>> Start DATASET EXTRACT

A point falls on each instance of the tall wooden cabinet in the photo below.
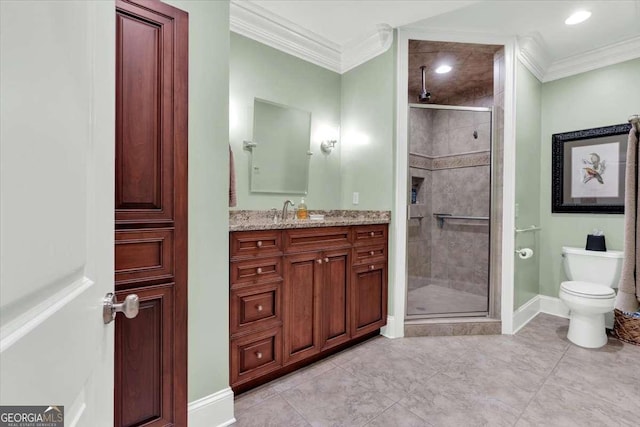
(297, 295)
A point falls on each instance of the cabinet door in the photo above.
(302, 279)
(369, 298)
(335, 294)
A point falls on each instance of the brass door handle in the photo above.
(129, 307)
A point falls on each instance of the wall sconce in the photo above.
(327, 146)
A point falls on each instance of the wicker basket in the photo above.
(627, 328)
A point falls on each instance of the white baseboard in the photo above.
(392, 329)
(525, 313)
(553, 306)
(213, 410)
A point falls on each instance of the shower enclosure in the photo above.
(450, 151)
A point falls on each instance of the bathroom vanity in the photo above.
(301, 290)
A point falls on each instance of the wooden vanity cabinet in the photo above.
(318, 289)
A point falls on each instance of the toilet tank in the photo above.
(592, 266)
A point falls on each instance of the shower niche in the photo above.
(451, 147)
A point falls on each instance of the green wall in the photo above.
(367, 137)
(257, 70)
(368, 99)
(597, 98)
(528, 117)
(208, 195)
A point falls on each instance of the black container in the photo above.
(596, 243)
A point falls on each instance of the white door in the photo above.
(57, 103)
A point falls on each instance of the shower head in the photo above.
(424, 96)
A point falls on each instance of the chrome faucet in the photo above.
(285, 208)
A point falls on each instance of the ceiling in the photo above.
(471, 77)
(342, 21)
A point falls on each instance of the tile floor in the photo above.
(433, 299)
(535, 378)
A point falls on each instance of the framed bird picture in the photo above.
(588, 169)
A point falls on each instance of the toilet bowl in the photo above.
(589, 294)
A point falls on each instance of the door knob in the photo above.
(110, 307)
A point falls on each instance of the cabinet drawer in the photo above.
(255, 307)
(251, 244)
(369, 234)
(255, 355)
(256, 271)
(311, 239)
(369, 254)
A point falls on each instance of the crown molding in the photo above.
(597, 58)
(361, 50)
(532, 53)
(257, 23)
(252, 21)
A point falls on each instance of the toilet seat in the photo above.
(587, 290)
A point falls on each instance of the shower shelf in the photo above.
(531, 228)
(442, 217)
(417, 210)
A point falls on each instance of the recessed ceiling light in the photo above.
(578, 17)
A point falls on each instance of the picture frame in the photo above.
(588, 170)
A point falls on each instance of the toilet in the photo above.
(589, 293)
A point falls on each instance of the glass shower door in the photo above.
(450, 196)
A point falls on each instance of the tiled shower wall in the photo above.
(452, 168)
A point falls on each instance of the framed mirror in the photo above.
(280, 148)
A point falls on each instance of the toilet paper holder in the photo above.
(524, 253)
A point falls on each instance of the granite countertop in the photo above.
(245, 220)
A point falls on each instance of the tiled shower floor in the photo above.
(432, 299)
(534, 378)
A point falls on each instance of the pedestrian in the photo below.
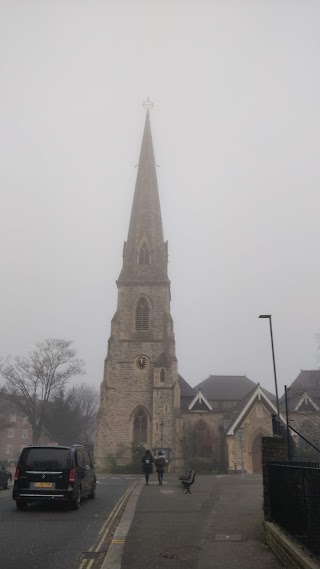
(160, 462)
(147, 465)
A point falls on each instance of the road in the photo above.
(55, 537)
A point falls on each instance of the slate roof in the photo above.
(226, 387)
(308, 381)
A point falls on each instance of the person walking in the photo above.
(147, 465)
(160, 462)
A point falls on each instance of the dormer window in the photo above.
(144, 255)
(142, 315)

>> End DATASET EXTRACT

§ AIM OF THE EXERCISE
Arrange the data above as a Markdown table with the columns Row and Data line, one numbered row per line with blank lines skipped. Begin at the line that contains "A point falls on each instance of the picture", stop after the last line of the data, and leave the pictures out of the answer.

§ TASK ANSWER
| Row | Data line |
|---|---|
| 1 | A point falls on each instance of the picture frame in the photo above. |
| 2 | (588, 170) |
| 3 | A point falls on each instance of the toilet in the photo above. |
| 4 | (589, 293) |
| 5 | A point falls on each instance of the glass shower door in the photo above. |
| 6 | (450, 196) |
| 7 | A point falls on each instance of the tiled shower wall in the photo above. |
| 8 | (452, 168) |
| 9 | A point falls on each instance of the framed mirror in the photo above. |
| 10 | (280, 148) |
| 11 | A point falls on each instance of the toilet paper holder in the photo above. |
| 12 | (524, 253) |
| 13 | A point falls on each instance of the granite countertop in the photo above. |
| 14 | (245, 220) |
| 15 | A point falls on each instance of the tiled shower floor in the photo above. |
| 16 | (432, 299) |
| 17 | (534, 378) |
| 18 | A point falls on each instance of the pedestrian in the photo below. |
| 19 | (160, 462) |
| 20 | (147, 465) |
| 21 | A point falls on each instance of the road in the photo above. |
| 22 | (55, 537) |
| 23 | A point falls on each instance of the slate roof in the photo above. |
| 24 | (226, 387) |
| 25 | (308, 381) |
| 26 | A point falls on each instance of the person walking in the photo above. |
| 27 | (147, 465) |
| 28 | (160, 462) |
| 29 | A point falls on each instance of the dormer window in the photo above. |
| 30 | (144, 255) |
| 31 | (142, 315) |